WHAT THIS TASK INVOLVES
Reproduce the records below, replacing every "When found" with "If present" and changing nothing else.

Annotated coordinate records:
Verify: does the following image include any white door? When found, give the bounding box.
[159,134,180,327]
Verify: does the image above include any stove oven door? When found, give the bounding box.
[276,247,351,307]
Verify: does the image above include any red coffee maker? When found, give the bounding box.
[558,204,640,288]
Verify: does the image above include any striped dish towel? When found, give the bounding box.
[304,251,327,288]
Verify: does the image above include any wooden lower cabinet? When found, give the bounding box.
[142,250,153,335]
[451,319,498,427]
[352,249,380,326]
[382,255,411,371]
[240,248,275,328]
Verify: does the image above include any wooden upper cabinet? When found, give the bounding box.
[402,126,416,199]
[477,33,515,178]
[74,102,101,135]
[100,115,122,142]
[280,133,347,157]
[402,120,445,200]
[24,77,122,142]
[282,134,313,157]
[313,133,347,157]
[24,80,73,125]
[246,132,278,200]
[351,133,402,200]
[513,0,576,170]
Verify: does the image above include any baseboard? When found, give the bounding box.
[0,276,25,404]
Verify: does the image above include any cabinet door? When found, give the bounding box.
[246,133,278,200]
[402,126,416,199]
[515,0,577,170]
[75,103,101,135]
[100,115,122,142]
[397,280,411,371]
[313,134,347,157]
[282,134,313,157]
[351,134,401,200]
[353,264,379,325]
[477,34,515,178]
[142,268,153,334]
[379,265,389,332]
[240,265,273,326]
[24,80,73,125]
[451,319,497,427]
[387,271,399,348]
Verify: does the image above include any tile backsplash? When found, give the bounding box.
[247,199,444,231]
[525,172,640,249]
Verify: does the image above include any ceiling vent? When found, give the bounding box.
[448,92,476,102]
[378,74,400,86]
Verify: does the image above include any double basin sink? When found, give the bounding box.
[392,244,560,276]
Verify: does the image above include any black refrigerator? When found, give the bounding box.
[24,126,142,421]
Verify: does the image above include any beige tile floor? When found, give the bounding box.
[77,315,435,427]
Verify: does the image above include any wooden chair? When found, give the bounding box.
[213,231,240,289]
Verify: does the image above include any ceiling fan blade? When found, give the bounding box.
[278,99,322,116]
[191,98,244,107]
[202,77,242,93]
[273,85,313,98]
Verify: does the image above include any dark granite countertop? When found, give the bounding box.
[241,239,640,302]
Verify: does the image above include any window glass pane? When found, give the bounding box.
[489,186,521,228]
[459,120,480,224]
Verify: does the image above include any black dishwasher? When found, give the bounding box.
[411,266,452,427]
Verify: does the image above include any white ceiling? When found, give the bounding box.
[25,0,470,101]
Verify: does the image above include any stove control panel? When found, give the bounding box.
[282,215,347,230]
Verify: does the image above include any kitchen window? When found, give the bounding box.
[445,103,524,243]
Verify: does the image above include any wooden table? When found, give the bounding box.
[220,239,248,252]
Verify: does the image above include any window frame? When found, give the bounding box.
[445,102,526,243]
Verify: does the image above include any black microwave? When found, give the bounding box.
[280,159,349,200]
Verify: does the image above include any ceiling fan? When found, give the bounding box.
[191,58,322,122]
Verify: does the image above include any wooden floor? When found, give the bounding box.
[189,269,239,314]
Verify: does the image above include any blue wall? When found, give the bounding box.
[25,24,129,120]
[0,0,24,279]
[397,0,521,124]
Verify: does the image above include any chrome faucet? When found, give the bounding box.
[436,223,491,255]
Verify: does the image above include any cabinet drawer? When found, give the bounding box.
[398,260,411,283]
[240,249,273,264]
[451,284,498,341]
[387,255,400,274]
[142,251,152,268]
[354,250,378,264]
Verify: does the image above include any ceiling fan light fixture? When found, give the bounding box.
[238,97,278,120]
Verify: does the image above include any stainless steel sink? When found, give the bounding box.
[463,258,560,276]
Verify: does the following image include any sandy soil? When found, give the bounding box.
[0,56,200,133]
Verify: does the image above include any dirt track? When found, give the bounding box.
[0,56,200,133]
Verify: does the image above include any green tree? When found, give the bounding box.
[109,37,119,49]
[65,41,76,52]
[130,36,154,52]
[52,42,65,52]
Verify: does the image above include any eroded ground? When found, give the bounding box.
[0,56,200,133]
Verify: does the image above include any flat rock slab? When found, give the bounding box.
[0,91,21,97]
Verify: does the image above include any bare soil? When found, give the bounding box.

FULL SOLUTION
Verify: does the following image include any white door? If present, give the bounding box.
[159,134,180,327]
Verify: does the image above include any stove oven door? If present, give the bounding box.
[276,247,351,307]
Verify: does the image above include any red coffee maker? If present, give the bounding box.
[558,204,640,288]
Verify: does the image above include any striped dish towel? If present, give the bounding box.
[304,251,327,288]
Verify: does the image above include any wooden lower cabinet? If present, give the bounding box.
[142,250,153,335]
[451,319,498,427]
[352,249,380,326]
[382,255,411,371]
[240,248,275,328]
Verify: does the image above include any wooden upper cabinet? If present, give the bounding box.
[402,126,416,199]
[477,33,515,178]
[74,102,101,135]
[100,115,122,142]
[280,133,347,157]
[402,120,445,200]
[24,77,122,142]
[282,134,313,157]
[313,133,347,157]
[24,80,73,125]
[246,132,278,200]
[351,133,402,200]
[513,0,576,170]
Verify: does the image above include any baseboard? If present, give the bounding box.
[0,276,25,404]
Verify: does the image above include any cabinet door? If present, give the bounding box.
[246,133,278,200]
[402,126,416,199]
[515,0,577,170]
[75,103,101,135]
[100,115,122,142]
[397,280,411,371]
[313,134,347,157]
[282,134,313,157]
[351,134,401,200]
[353,264,379,325]
[477,34,515,178]
[142,268,153,334]
[379,265,389,332]
[240,265,273,326]
[24,80,73,125]
[451,319,497,427]
[387,271,399,348]
Verify: does the image above include any tile backsplash? If present, give the bounding box.
[247,199,444,231]
[525,172,640,249]
Verify: does the image above include any ceiling vent? If present, give the bounding box.
[448,92,476,102]
[378,74,400,86]
Verify: does the image above include any double basin sink? If present, give the bounding box.
[392,244,560,276]
Verify: does the image above include any black refrigerator? If present, give the bounding box.
[24,126,142,421]
Verify: does the image above include any beige tile floor? If present, give the bounding box.
[77,315,435,427]
Verify: does the image above include any wooden chair? If present, give the bounding box.
[213,231,240,289]
Verify: does the image above include any ceiling fan blade? If present, give the bounding box.
[278,99,322,116]
[191,98,244,107]
[202,77,242,93]
[273,85,313,98]
Verify: does the image above include any dark granite countertop? If present, give the bounding box.
[241,239,640,302]
Verify: does the image above include any window glass pane? If present, give the bounding box.
[489,186,521,228]
[459,120,480,224]
Verify: does the image above include any black dishwasher? If present, give the bounding box.
[411,266,452,427]
Verify: does the image above include any white ceiling? If present, give the bounding box.
[25,0,470,101]
Verify: does the image above include any stove control panel? If present, give the bounding box.
[282,215,347,230]
Verify: does the image above include any kitchen window? If present, give the bounding box.
[445,103,524,243]
Verify: does the image above include any wooden table? If present, give the bounding box.
[220,239,248,252]
Verify: does the image above include any window frame? If present, give the bounding box.
[445,102,526,243]
Verify: does the image above include any black microwave? If present, give the bounding box.
[280,159,349,200]
Verify: does the image above include any ceiling fan? If present, give the bounding box.
[191,58,322,122]
Verify: does the image above include any wooden floor? If present, give the bounding box.
[189,269,239,314]
Verify: does the image above include any blue wall? If present, give the bounding box.
[25,24,129,120]
[0,0,24,279]
[397,0,521,124]
Verify: does the image above include any chrome faucet? If present, give the bounding box.
[436,223,491,255]
Verify: does the image above include any cabinet drawer? If present, give the bounding box.
[398,260,411,283]
[240,249,273,264]
[451,284,498,341]
[387,255,400,274]
[142,251,152,268]
[354,250,378,264]
Verify: does the image above include any ceiling fan light fixture? If present, give the bounding box.
[238,97,278,120]
Verify: does the image above include any stainless steel sink? If present, give the bounding box.
[463,258,560,276]
Verify: does the following image include any sandy soil? If present, give the bounding box.
[0,56,200,133]
Verify: does the image above include any dirt track? If present, give the bounding box.
[0,56,200,133]
Verify: does the image above include any green tree? If present, give the bounding box.
[109,37,119,49]
[65,41,76,52]
[130,36,154,52]
[52,42,65,52]
Verify: does the image above include any eroded ground? If present, give the bounding box.
[0,56,200,133]
Verify: does the image above include any flat rock slab? If present, give the bounding box.
[0,91,21,97]
Verify: does the image above include any bare soil? If present, give the bounding box.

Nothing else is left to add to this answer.